:: Extracted information ::
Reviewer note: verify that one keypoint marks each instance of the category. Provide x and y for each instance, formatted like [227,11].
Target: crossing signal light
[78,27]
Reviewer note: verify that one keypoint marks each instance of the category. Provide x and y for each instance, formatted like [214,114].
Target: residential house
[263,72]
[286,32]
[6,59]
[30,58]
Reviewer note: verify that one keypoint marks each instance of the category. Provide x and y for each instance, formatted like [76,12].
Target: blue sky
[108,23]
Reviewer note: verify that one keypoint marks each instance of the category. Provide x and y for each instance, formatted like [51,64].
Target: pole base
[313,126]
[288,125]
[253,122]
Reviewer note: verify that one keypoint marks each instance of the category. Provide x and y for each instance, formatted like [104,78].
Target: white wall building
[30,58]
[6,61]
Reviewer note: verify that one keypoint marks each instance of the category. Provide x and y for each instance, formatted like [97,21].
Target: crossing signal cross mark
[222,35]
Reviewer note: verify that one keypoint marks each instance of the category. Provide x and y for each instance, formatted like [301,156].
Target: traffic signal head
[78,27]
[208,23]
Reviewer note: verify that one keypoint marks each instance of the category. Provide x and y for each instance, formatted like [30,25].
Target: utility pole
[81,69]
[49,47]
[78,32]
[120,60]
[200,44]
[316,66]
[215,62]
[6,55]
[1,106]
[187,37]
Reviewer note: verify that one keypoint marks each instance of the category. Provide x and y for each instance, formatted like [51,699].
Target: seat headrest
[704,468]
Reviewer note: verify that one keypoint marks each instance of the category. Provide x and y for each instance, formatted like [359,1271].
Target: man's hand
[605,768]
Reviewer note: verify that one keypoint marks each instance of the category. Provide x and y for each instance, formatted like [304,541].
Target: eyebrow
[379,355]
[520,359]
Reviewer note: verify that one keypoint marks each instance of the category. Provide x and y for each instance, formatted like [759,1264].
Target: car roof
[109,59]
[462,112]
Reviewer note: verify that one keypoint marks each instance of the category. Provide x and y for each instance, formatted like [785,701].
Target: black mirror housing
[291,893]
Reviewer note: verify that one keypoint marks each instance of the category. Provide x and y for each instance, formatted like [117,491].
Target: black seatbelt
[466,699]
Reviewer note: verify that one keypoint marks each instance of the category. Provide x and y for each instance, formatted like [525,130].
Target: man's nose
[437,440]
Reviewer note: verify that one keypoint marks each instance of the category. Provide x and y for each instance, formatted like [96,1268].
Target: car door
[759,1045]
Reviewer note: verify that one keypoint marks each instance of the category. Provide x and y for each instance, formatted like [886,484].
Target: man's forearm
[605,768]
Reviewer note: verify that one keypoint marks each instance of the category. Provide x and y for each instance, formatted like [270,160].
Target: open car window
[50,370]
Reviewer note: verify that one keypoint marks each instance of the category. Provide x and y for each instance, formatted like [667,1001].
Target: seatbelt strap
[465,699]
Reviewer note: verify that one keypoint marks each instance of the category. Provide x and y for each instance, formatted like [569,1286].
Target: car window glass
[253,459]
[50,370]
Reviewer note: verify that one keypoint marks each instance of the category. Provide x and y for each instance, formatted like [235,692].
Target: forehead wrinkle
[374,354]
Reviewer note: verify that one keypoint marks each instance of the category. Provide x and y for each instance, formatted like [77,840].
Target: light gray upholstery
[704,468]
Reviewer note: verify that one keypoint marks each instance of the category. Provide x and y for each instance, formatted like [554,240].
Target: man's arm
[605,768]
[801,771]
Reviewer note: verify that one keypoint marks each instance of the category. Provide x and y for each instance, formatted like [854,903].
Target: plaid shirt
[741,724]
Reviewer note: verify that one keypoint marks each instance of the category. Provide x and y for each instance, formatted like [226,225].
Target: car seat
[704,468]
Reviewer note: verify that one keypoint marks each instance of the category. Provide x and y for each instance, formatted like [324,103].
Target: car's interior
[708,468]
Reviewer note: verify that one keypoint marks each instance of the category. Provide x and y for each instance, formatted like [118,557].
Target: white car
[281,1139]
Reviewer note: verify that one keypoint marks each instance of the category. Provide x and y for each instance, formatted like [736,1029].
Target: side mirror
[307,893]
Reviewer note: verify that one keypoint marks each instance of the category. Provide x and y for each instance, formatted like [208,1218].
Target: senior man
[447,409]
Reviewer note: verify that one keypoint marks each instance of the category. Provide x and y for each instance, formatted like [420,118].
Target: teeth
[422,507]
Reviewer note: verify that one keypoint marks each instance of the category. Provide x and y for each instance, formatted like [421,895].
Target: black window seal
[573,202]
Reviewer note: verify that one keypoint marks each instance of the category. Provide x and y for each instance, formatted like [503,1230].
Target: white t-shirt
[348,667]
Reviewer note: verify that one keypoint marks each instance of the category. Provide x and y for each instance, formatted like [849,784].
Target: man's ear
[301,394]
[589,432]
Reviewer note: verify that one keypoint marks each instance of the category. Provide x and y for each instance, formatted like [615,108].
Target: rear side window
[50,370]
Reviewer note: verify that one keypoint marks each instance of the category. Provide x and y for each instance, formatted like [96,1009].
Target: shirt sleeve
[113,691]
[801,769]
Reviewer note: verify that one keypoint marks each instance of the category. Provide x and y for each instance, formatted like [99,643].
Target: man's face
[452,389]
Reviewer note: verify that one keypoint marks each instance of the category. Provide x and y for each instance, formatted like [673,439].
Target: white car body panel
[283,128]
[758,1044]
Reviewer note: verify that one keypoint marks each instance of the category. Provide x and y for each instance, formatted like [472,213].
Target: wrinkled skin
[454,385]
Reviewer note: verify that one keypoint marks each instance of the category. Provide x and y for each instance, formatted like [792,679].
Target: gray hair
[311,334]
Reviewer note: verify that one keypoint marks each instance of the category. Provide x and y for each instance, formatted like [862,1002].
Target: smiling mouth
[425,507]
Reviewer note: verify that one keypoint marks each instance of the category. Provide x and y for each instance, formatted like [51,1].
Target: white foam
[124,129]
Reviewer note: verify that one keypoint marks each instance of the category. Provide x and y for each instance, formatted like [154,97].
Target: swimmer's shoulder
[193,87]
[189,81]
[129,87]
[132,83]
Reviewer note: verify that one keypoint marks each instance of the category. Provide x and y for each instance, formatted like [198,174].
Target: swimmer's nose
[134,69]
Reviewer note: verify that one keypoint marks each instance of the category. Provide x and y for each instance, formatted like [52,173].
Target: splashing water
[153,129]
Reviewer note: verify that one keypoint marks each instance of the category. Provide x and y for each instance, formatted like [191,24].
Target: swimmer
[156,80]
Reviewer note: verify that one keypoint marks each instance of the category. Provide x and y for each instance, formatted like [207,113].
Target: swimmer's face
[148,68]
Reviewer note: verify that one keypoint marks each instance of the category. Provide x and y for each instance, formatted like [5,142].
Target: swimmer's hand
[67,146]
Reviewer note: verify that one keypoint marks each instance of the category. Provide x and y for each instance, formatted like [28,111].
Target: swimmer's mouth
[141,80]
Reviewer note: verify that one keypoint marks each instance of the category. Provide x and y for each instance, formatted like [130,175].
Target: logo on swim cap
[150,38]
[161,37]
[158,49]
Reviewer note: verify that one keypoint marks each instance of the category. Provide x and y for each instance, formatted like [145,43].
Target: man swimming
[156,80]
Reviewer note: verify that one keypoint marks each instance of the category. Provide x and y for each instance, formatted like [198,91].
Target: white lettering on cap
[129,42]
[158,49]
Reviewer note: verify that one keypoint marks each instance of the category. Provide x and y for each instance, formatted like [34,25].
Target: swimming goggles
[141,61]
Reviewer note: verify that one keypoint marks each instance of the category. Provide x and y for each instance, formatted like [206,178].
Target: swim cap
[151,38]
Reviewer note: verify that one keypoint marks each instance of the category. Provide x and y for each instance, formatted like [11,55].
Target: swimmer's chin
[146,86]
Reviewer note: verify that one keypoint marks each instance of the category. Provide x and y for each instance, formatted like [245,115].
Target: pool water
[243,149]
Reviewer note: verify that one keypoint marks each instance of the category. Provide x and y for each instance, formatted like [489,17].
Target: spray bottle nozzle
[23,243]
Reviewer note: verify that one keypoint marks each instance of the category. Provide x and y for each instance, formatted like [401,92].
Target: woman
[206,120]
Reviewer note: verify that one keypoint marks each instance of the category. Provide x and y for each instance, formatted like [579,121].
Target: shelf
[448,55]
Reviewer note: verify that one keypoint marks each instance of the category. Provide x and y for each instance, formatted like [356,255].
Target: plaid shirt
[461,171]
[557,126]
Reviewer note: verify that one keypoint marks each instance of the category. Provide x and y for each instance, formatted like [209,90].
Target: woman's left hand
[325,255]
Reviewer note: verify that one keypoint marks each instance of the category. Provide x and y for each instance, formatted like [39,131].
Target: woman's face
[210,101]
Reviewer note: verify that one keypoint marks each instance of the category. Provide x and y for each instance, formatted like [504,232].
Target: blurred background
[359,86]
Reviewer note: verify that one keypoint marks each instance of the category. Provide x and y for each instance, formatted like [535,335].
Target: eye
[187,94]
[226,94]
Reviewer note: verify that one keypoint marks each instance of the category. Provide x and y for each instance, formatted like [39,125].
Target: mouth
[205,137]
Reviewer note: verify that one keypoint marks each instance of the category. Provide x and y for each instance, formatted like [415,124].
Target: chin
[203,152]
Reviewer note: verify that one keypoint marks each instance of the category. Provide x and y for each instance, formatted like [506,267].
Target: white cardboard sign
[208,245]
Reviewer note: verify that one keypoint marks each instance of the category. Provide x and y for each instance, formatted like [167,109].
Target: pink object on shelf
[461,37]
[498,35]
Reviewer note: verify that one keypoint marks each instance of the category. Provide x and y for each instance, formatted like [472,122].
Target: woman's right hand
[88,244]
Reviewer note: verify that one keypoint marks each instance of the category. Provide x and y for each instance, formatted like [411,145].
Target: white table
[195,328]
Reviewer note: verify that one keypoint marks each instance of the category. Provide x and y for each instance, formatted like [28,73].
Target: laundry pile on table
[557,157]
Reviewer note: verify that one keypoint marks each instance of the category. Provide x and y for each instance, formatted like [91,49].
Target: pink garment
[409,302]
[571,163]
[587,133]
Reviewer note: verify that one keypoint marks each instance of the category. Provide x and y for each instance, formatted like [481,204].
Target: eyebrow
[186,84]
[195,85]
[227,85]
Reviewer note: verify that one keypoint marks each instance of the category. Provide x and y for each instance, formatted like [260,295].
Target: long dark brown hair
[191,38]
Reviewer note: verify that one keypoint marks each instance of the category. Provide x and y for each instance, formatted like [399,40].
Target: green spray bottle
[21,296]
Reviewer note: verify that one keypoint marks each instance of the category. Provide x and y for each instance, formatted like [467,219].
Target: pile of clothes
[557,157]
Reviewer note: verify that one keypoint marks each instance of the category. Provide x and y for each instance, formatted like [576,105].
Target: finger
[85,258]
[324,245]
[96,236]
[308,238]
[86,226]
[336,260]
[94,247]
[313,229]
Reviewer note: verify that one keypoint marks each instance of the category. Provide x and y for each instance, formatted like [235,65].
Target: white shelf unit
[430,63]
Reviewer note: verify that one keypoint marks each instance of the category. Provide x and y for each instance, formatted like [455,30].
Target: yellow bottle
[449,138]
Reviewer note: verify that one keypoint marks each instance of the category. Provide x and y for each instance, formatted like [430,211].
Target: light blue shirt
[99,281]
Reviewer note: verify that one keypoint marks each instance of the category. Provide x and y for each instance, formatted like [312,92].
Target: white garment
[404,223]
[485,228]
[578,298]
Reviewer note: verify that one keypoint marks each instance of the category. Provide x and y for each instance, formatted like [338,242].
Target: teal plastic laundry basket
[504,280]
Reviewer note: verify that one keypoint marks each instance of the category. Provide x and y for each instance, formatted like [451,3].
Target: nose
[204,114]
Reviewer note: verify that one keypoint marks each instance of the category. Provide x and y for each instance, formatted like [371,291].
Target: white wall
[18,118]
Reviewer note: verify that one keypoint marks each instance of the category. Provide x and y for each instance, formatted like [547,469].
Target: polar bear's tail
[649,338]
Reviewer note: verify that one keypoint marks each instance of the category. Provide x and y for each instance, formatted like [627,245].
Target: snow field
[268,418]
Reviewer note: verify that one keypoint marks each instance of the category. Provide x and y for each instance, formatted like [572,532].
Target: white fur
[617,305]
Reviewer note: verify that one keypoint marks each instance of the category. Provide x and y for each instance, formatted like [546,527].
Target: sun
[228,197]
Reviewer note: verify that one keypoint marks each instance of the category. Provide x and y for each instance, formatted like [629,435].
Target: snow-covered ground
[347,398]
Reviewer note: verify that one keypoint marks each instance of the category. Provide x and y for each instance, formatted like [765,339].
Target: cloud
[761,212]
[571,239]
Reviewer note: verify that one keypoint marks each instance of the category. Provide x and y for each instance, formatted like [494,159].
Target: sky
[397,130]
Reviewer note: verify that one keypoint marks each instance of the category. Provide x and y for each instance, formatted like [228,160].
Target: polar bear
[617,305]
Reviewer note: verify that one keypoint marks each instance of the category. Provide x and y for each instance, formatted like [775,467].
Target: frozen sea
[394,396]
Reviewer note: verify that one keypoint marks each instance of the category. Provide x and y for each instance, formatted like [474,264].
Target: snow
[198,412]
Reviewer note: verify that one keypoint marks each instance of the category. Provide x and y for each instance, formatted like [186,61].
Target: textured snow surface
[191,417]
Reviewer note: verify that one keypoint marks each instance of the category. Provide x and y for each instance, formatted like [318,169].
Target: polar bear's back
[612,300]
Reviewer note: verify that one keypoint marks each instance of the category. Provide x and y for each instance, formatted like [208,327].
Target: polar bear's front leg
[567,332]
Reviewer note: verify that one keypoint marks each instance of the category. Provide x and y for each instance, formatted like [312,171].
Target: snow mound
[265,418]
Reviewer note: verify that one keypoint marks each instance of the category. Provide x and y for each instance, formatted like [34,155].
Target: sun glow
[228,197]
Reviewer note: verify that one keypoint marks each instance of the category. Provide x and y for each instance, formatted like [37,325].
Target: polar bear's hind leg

:: Exercise instructions ::
All lines from the one containing "formatted like [318,169]." through the final line of the listing above are to be reproduced exactly; include both and add nothing.

:: Solution for this exercise ::
Reviewer note: verify that one keypoint marks each instance of the category. Provide x and y for each instance, formatted like [318,169].
Target: polar bear's back
[612,300]
Reviewer note: verify that one keypoint marks each instance of the category. Provide x and y for each instance, formatted like [208,327].
Target: polar bear's front leg
[567,332]
Reviewer note: verify that one keypoint marks each instance of the category. Provide x and y for each instance, formatted like [312,171].
Target: snow mound
[265,418]
Reviewer note: verify that one keypoint marks each instance of the category. Provide x and y for each instance, formatted like [34,155].
Target: sun glow
[228,197]
Reviewer note: verify that one keypoint marks each instance of the category. Provide x and y for each instance, formatted like [37,325].
Target: polar bear's hind leg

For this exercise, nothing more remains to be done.